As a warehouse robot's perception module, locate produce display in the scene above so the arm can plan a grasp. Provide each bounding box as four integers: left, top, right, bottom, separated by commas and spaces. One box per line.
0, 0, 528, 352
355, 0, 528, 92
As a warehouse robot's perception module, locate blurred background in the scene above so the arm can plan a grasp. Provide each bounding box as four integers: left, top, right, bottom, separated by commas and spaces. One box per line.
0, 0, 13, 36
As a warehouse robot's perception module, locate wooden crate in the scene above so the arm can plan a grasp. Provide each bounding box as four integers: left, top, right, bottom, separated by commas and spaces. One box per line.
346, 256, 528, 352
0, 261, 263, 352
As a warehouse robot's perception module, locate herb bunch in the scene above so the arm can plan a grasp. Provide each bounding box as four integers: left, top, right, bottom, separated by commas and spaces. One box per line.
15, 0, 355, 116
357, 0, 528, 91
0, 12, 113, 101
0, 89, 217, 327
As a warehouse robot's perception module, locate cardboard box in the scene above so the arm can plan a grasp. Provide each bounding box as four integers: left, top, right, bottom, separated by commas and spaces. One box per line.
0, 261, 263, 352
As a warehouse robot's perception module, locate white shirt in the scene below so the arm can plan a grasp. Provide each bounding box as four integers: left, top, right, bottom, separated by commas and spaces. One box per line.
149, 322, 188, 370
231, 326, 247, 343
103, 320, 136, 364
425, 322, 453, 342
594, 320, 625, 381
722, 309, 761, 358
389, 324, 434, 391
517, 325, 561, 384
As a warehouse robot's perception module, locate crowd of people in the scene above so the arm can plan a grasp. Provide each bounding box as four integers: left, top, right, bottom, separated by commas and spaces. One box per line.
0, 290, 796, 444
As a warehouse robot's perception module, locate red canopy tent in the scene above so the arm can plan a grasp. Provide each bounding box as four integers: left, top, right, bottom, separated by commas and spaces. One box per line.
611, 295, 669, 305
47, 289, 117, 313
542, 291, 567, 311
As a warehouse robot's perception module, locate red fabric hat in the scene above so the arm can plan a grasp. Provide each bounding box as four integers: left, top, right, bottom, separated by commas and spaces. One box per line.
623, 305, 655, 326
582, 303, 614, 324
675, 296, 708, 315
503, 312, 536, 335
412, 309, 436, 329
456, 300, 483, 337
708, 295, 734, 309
************
> _The request_:
Retype all of the data above, line for line, without changing anything.

> _Correct answer_:
As a warehouse robot's perception module, locate produce display in the scene above so the arm can plan a grasp. Provide each bounding box as four integers: left, top, right, bottom, separated by commas and spaces. One box per line.
0, 0, 528, 352
355, 0, 528, 92
As a warehouse robot's perception module, locate blurred background in the scene above so the arm can plan a grasp. Provide each bounding box as four integers: left, top, right, bottom, separated by commas and spaces. One box per line.
0, 0, 13, 36
As a warehouse robot's perception module, locate wooden crate in the scene above so the arm can plan a grasp. Provide each bounding box as four integers: left, top, right, bottom, separated by commas and spaces. One box per line.
346, 256, 528, 352
0, 261, 263, 352
As a warehouse robot's perception module, locate herb bunch in the scene above so the arm can plan a grasp. Provide each bounding box as four integers: left, top, right, bottom, separated by commas and spaces. One box per line.
15, 0, 355, 116
357, 0, 528, 91
0, 12, 113, 101
0, 89, 217, 327
As a warehouse robot's perception module, locate cardboard box in the scene above so the arm can plan a grasp. Provide each bounding box as four integers: left, top, right, bottom, separated by commas and spaces. One box per line.
0, 261, 263, 352
As a warehouse robot's perception module, locate white shirt in the scene below so the arm can plan a grasp. Provide each bounding box as four integers: left, top, right, bottom, separated by commas and spaces. One box per line.
149, 322, 188, 370
231, 326, 247, 343
103, 320, 136, 364
425, 322, 453, 342
594, 320, 625, 381
722, 309, 761, 358
389, 324, 434, 391
517, 325, 561, 384
As a warehouse robot's perception module, locate crowd of people in the scene above so the arm can plan a grasp. Provide each bounding box as four integers: left, top, right, bottom, separated by commas and spaces. One box per line.
0, 290, 796, 444
As a warehouse robot's perception module, locate red canopy tent in the scene above so the arm can plan a grasp. Provide each bounding box as four integers: left, top, right, bottom, separated by commas and spaces. One box per line.
611, 295, 669, 305
47, 289, 117, 313
542, 291, 567, 311
As a warehouse robot's perception module, locate red fabric hat in the scene above so the arm can plan a grasp. Provide each bounding box as four integers: left, top, right, bottom, separated by commas and spaces. One box per line.
623, 305, 655, 326
582, 303, 614, 324
675, 296, 708, 315
503, 312, 536, 335
412, 309, 436, 329
456, 300, 483, 337
708, 295, 734, 309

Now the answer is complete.